## OPDRACHT:
Herschrijf alle onderstaande vermeldingen en verwissel daarbij overal "pink hydrangea" voor "pink flower cluster", zonder verder iets te veranderen. Laat de afbeeldingen weg uit je antwoord.

## GEGEVEN MATERIAAL:
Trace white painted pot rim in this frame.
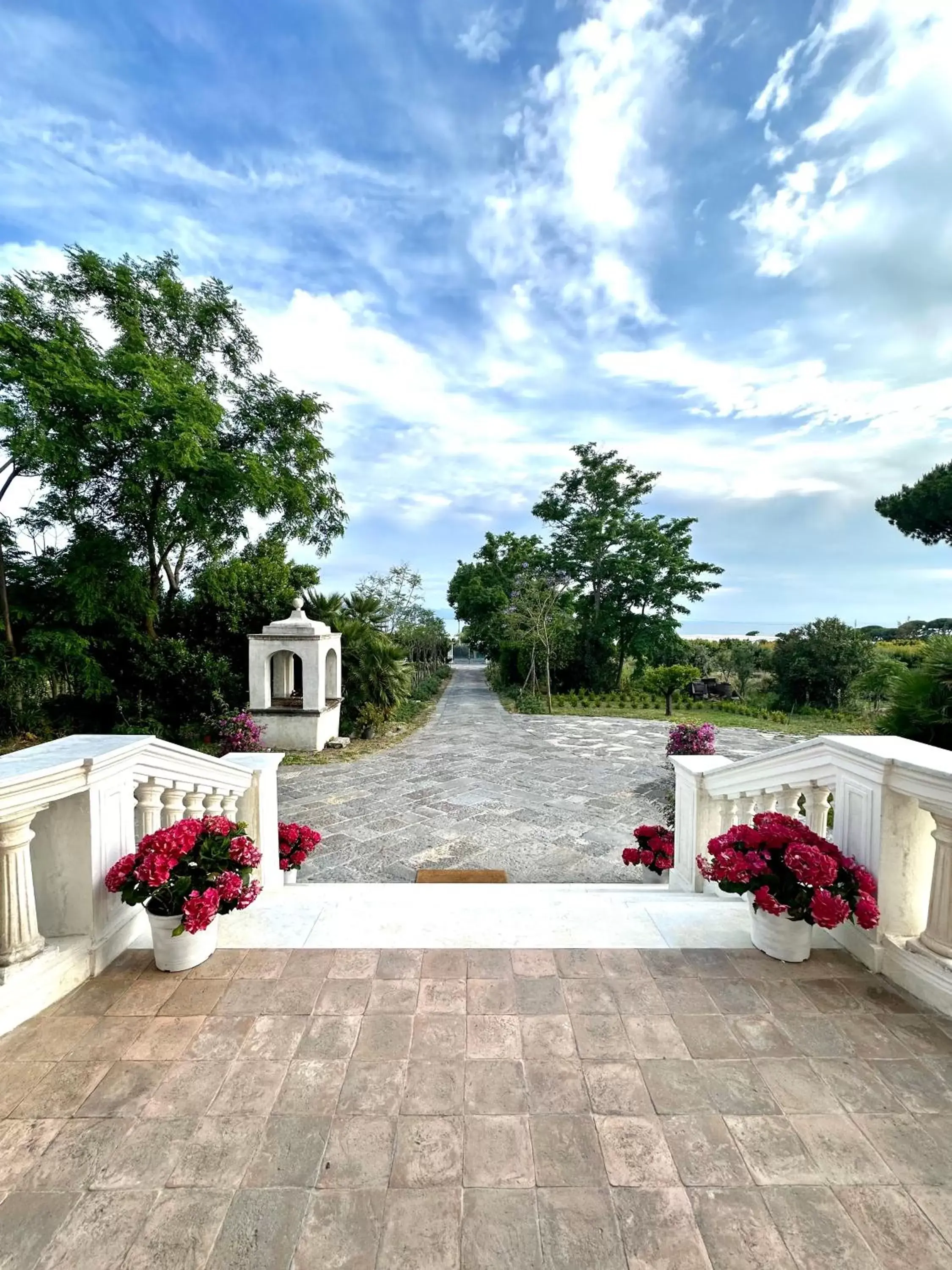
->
[146,907,218,972]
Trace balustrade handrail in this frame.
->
[696,735,952,808]
[0,734,253,813]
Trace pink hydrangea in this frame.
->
[810,889,849,931]
[783,842,839,886]
[228,834,261,869]
[237,881,261,908]
[182,886,222,935]
[854,893,880,931]
[216,869,244,902]
[105,856,136,892]
[136,852,179,886]
[754,886,787,917]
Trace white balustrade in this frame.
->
[0,735,283,1034]
[0,805,46,966]
[670,737,952,1013]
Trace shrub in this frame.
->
[664,723,715,757]
[212,710,264,754]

## ANTWOORD:
Trace white painted pot rim in this frame.
->
[146,907,218,972]
Trace balustrade handrail in this frame.
->
[696,735,952,808]
[0,734,253,813]
Trace pink flower cluster in this frame.
->
[810,889,849,931]
[783,842,839,886]
[228,834,261,869]
[237,881,261,908]
[182,886,222,935]
[854,893,880,931]
[216,869,244,902]
[105,856,136,892]
[136,852,179,886]
[754,886,787,917]
Trace white balustrade in this frame.
->
[0,735,283,1034]
[0,805,46,966]
[670,737,952,1013]
Trace shrub in this frame.
->
[664,723,715,757]
[212,710,264,754]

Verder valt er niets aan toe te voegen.